==== Text
Repository layout

If you created your repository from the showyourwork template, it should have the following overall layout:

Click on each of the files or folders in the directory tree above to read more about them.

The .github/workflows/showyourwork.yml file

This is the configuration file for the workflow that builds your article on GitHub Actions. It instructs GitHub Actions to build the article every time a commit is pushed to the remote:


The workflow tells GitHub to checkout the repository:

- name: Checkout
  uses: actions/checkout@v2
    fetch-depth: 0
    submodules: recursive

and run the custom showyourwork-action to build the article:

- name: Build the article PDF
  id: build
  uses: ./showyourwork/showyourwork-action

You can add other steps to this workflow or configure the action settings (see The showyourwork GitHub action), but most users shouldn’t have to tweak this file. Check out the GitHub documentation for more information on configuring workflows.

The showyourwork submodule

This is a Git submodule that contains the showyourwork workflow, which manages the entire build process for your article. You should not edit this submodule directly. However, you can update it to the latest version of showyourwork by running

git submodule update --remote

in the top level of your repository, or switch to a specific version of the workflow (say v0.1.0) by running

pushd showyourwork
git fetch --all --tags
git checkout tags/v0.1.0

again in the top level of your repository. Make sure to push your changes to the remote afterwards. Check out Updating showyourwork for more information.

The src directory

This directory contains the source code for building your article. This includes the LaTeX manuscript, the bibliography file, and the scripts and supplementary files needed to produce all of the article figures. Figure scripts and auxiliary code should be placed in the figures directory and (small) datasets and committed figures (if absolutely necessary!) should be placed in the static directory. See below for details.

The figures directory

This directory should contain all of the scripts needed to produce the figures in your article. The names of these scripts should match the figure labels in the manuscript file (see here for details), although you can override this behavior by providing custom workflow rules (see Custom workflows). You can have other stuff in this directory as well (such as auxiliary scripts or procedurally-generated datasets).
========
==== Entries shown
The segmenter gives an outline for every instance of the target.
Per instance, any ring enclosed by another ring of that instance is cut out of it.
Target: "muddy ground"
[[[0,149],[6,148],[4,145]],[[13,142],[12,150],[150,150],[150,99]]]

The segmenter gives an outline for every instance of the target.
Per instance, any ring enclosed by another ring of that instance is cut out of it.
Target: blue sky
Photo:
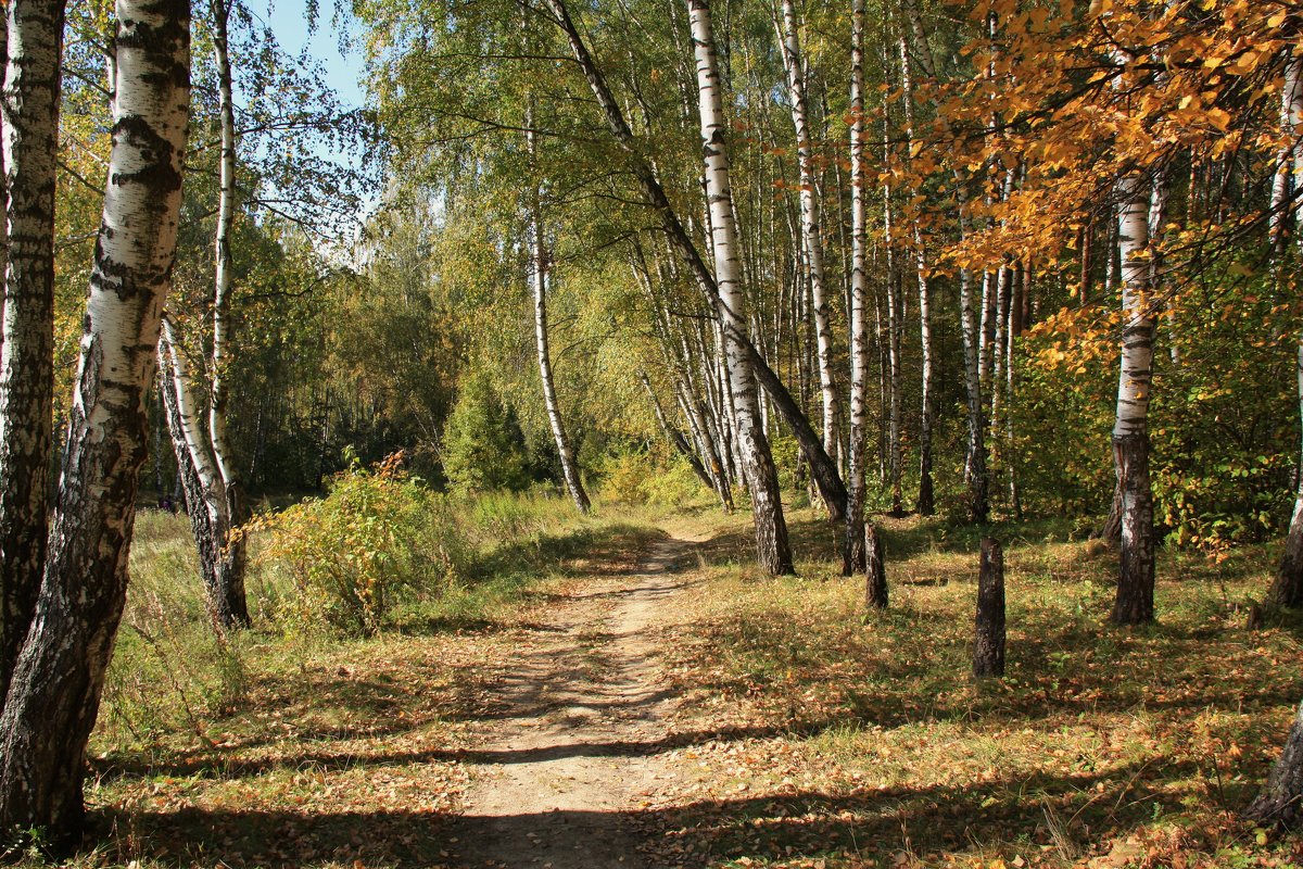
[[[317,29],[309,34],[306,0],[249,0],[249,8],[271,23],[287,52],[297,55],[306,46],[309,53],[322,63],[327,83],[341,100],[349,106],[364,104],[365,94],[358,85],[362,76],[362,50],[357,44],[348,46],[344,53],[339,50],[340,27],[345,34],[356,33],[356,22],[351,14],[341,12],[337,16],[341,21],[336,26],[334,1],[321,0]]]

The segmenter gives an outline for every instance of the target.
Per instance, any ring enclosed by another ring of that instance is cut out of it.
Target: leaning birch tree
[[[4,319],[0,336],[0,704],[46,562],[55,390],[55,164],[65,0],[5,21]]]
[[[40,597],[0,713],[0,829],[76,840],[126,598],[146,397],[181,207],[190,8],[117,0],[112,149]]]
[[[814,175],[814,146],[805,98],[805,69],[801,55],[800,27],[794,0],[783,0],[780,38],[787,87],[792,95],[792,126],[796,129],[796,162],[801,184],[801,251],[810,289],[810,313],[814,319],[816,365],[820,380],[820,404],[823,412],[823,449],[837,455],[837,380],[833,377],[833,326],[823,281],[823,237],[820,229],[820,203]]]
[[[778,470],[761,429],[756,371],[747,352],[747,294],[741,285],[741,259],[737,224],[734,219],[728,149],[724,137],[723,94],[715,56],[710,7],[706,0],[688,0],[692,50],[697,61],[701,142],[706,163],[706,197],[710,210],[710,238],[719,292],[719,319],[728,361],[728,388],[737,416],[737,440],[751,490],[756,519],[756,547],[761,564],[770,573],[791,573],[792,554],[778,490]]]

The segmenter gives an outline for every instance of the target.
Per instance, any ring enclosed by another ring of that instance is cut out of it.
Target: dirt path
[[[632,812],[667,775],[676,698],[654,632],[672,620],[692,542],[573,588],[494,680],[468,760],[477,783],[450,839],[459,866],[640,866]]]

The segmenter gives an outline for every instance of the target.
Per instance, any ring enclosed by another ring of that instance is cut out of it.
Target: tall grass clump
[[[324,498],[255,520],[261,608],[284,633],[375,634],[504,602],[593,532],[543,492],[442,494],[401,453],[354,464]]]
[[[248,638],[212,631],[184,515],[137,513],[130,572],[100,730],[117,745],[151,745],[177,731],[202,740],[203,722],[246,694]]]

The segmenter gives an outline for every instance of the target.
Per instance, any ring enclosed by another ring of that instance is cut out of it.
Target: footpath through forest
[[[691,541],[667,537],[632,571],[592,575],[486,685],[466,752],[474,784],[448,838],[453,865],[642,865],[633,816],[671,775],[661,749],[675,696],[657,628],[676,618],[668,598],[691,559]]]
[[[975,683],[981,529],[882,519],[891,608],[866,612],[813,511],[778,578],[749,567],[744,515],[635,519],[538,542],[551,572],[490,611],[251,634],[238,704],[185,730],[149,728],[165,692],[119,667],[87,787],[106,844],[68,865],[1303,865],[1237,814],[1300,691],[1303,623],[1233,606],[1265,550],[1165,552],[1164,620],[1126,632],[1111,559],[1006,526],[1010,668]],[[129,620],[137,655],[167,651],[152,624]]]

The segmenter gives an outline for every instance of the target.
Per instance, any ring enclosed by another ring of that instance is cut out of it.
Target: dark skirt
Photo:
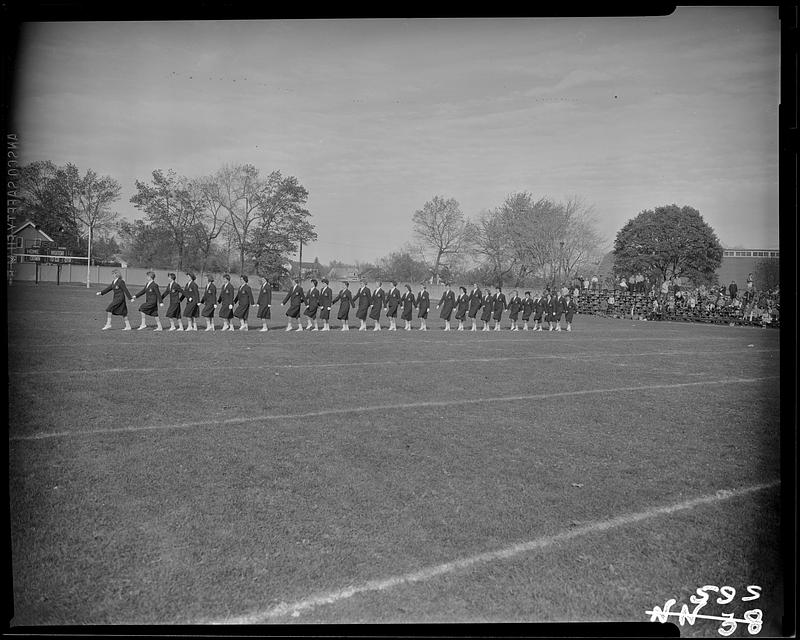
[[[127,316],[128,305],[125,304],[125,299],[123,298],[120,302],[112,302],[106,307],[106,313],[110,313],[111,315],[115,316]]]
[[[180,302],[170,302],[169,307],[167,307],[167,318],[180,318],[181,317],[181,303]]]
[[[247,316],[250,313],[250,305],[249,304],[240,304],[236,307],[236,311],[233,312],[233,315],[237,318],[241,318],[242,320],[247,320]]]
[[[158,315],[158,303],[157,302],[145,302],[139,305],[139,312],[146,315],[155,317]]]
[[[233,317],[233,307],[230,302],[219,306],[219,317],[225,320],[230,320]]]

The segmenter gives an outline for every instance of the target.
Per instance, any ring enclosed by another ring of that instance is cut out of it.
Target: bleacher
[[[613,298],[613,305],[609,304],[609,298]],[[758,313],[751,313],[752,306],[744,303],[740,307],[733,306],[731,304],[732,300],[728,296],[721,299],[722,304],[720,306],[714,304],[713,309],[709,309],[709,299],[699,299],[694,308],[691,308],[687,299],[676,302],[672,292],[666,297],[666,303],[660,293],[657,294],[655,299],[658,301],[658,310],[654,310],[653,298],[648,293],[621,289],[581,289],[577,300],[578,313],[649,321],[703,322],[707,324],[734,324],[758,327],[764,325],[769,327],[780,326],[780,302],[777,302],[775,308],[773,308],[773,313],[769,315],[769,320],[765,320],[763,309]],[[672,303],[670,303],[670,299]],[[713,300],[715,301],[716,298]],[[755,303],[752,304],[754,305]]]

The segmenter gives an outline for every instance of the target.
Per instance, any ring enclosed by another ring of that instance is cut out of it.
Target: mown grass
[[[100,332],[90,293],[9,291],[16,625],[239,616],[780,477],[775,331]],[[759,584],[774,629],[779,522],[766,490],[276,621],[642,621]]]

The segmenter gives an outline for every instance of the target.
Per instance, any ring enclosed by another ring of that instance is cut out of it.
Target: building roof
[[[23,222],[23,223],[22,223],[22,224],[21,224],[19,227],[17,227],[16,229],[14,229],[14,230],[11,232],[11,235],[12,235],[12,236],[15,236],[15,235],[17,235],[17,234],[18,234],[20,231],[22,231],[22,230],[23,230],[24,228],[26,228],[26,227],[33,227],[33,228],[34,228],[36,231],[38,231],[40,234],[42,234],[42,235],[43,235],[43,236],[44,236],[44,237],[47,239],[47,241],[48,241],[48,242],[53,242],[53,239],[52,239],[50,236],[48,236],[48,235],[47,235],[47,234],[46,234],[44,231],[42,231],[42,230],[41,230],[39,227],[37,227],[37,226],[36,226],[36,225],[35,225],[33,222],[31,222],[30,220],[28,220],[27,222]]]

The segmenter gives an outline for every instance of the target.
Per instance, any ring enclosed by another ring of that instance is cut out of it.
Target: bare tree
[[[433,253],[433,275],[439,275],[442,259],[458,254],[464,243],[466,220],[458,202],[441,196],[425,203],[414,212],[414,236],[420,244]]]
[[[87,233],[91,262],[92,238],[99,231],[110,230],[119,217],[110,207],[119,200],[122,188],[111,176],[98,176],[92,169],[81,176],[72,163],[56,170],[55,183],[69,217]]]

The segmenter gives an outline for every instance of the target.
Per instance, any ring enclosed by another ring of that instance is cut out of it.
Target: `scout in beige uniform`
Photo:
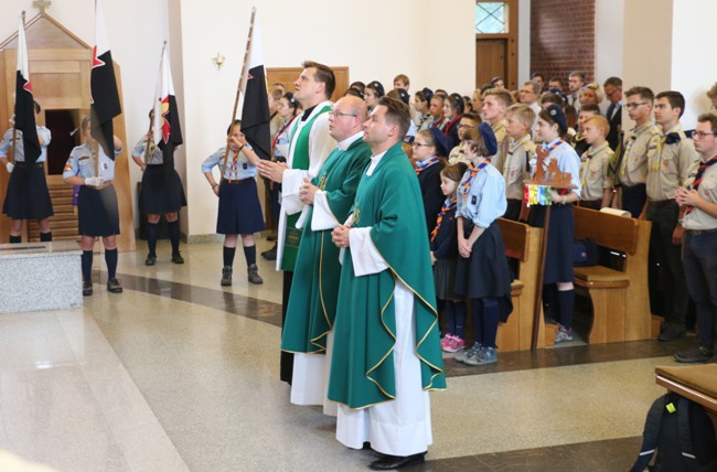
[[[646,218],[652,222],[650,235],[650,259],[659,265],[659,272],[650,271],[650,289],[653,296],[662,297],[663,324],[660,341],[672,341],[685,334],[685,312],[687,311],[687,283],[683,270],[682,227],[677,221],[685,208],[679,208],[675,192],[687,186],[695,171],[698,157],[691,139],[687,139],[679,117],[685,110],[685,97],[678,92],[657,94],[655,121],[663,133],[657,152],[648,161],[648,211]],[[657,276],[661,275],[666,290],[660,290]],[[651,297],[651,299],[654,297]],[[653,310],[654,311],[654,310]]]
[[[650,88],[632,87],[625,95],[625,107],[635,127],[625,135],[625,151],[616,183],[622,189],[622,208],[636,218],[645,210],[648,160],[657,152],[660,128],[651,120],[654,94]]]
[[[503,217],[517,221],[521,218],[521,213],[525,213],[523,211],[523,189],[525,186],[523,182],[529,176],[528,161],[535,154],[535,144],[531,141],[535,112],[527,105],[515,104],[511,105],[505,116],[509,144],[503,168],[499,169],[505,179],[505,199],[507,200],[507,210]]]
[[[509,140],[505,131],[505,110],[513,105],[513,96],[504,88],[489,88],[483,94],[483,119],[493,129],[495,140],[497,141],[497,152],[492,157],[491,163],[502,171],[505,155],[507,154]]]
[[[697,313],[698,345],[675,354],[678,362],[707,362],[715,355],[715,322],[717,322],[717,115],[697,118],[692,135],[700,154],[699,168],[691,186],[676,192],[685,206],[682,222],[684,245],[682,258],[689,297]]]
[[[593,116],[582,127],[582,136],[590,147],[580,155],[580,206],[600,210],[609,206],[612,197],[612,179],[608,178],[608,169],[613,152],[606,141],[610,124],[601,116]]]

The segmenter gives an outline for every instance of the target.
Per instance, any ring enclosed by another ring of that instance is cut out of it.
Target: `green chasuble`
[[[291,169],[309,169],[309,135],[311,135],[311,127],[313,122],[322,114],[331,111],[331,105],[325,105],[323,108],[315,114],[308,124],[301,128],[299,136],[297,137],[297,146],[293,149],[293,160],[291,161]],[[299,121],[293,125],[291,136],[295,136],[297,128],[299,127]],[[293,266],[297,261],[297,255],[299,253],[299,243],[301,242],[301,229],[297,228],[297,222],[299,221],[301,213],[296,213],[293,215],[287,215],[287,226],[285,228],[285,238],[283,238],[283,255],[281,256],[281,270],[293,271]]]
[[[341,224],[349,216],[370,160],[371,148],[358,138],[344,151],[334,149],[311,181],[325,192],[331,213]],[[299,244],[281,337],[281,350],[288,352],[323,353],[336,313],[339,248],[331,240],[331,229],[311,230],[312,217],[313,206],[309,208]]]
[[[446,388],[426,216],[416,172],[400,142],[356,190],[354,228],[371,239],[388,269],[356,277],[351,253],[341,267],[328,397],[351,408],[396,398],[396,279],[414,293],[415,345],[424,390]]]

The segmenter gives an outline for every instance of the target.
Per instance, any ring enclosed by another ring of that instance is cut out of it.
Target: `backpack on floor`
[[[591,238],[572,242],[572,266],[592,267],[600,264],[600,248]]]
[[[715,427],[705,408],[668,393],[650,407],[640,455],[631,472],[642,472],[653,455],[651,471],[711,471],[717,461]]]

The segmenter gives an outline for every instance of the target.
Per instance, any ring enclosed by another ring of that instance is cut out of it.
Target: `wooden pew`
[[[645,221],[575,207],[575,237],[622,254],[617,268],[576,267],[576,292],[592,302],[590,344],[646,340],[652,317],[648,293],[650,228]]]
[[[497,329],[495,343],[500,352],[529,351],[533,334],[533,308],[535,304],[543,229],[500,218],[497,221],[505,243],[505,255],[516,259],[517,279],[512,285],[513,312],[507,322]],[[547,326],[541,319],[538,347],[553,345],[555,326]]]

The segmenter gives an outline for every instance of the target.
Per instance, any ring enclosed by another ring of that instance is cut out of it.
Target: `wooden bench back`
========
Written exercise 1 = Summarize the repository layout text in two sentences.
Written exercise 2 = Echo the passage of the repository layout text that begins at the words "- name: Build" and stops after "on configuring workflows.".
Rely solely on the repository layout text when responding.

Final answer 1 = The repository layout text describes a repository created from the showyourwork template, including the .github/workflows/showyourwork.yml file, which configures GitHub Actions to build the article every time a commit is pushed. It also explains that the showyourwork submodule manages the build process and should be updated rather than edited directly, that the src directory contains the source code for the article, and that the figures directory holds the scripts that produce the article's figures.

Final answer 2 =
- name: Build the article PDF
  id: build
  uses: ./showyourwork/showyourwork-action

You can add other steps to this workflow or configure the action settings (see The showyourwork GitHub action), but most users shouldn’t have to tweak this file. Check out the GitHub documentation for more information on configuring workflows.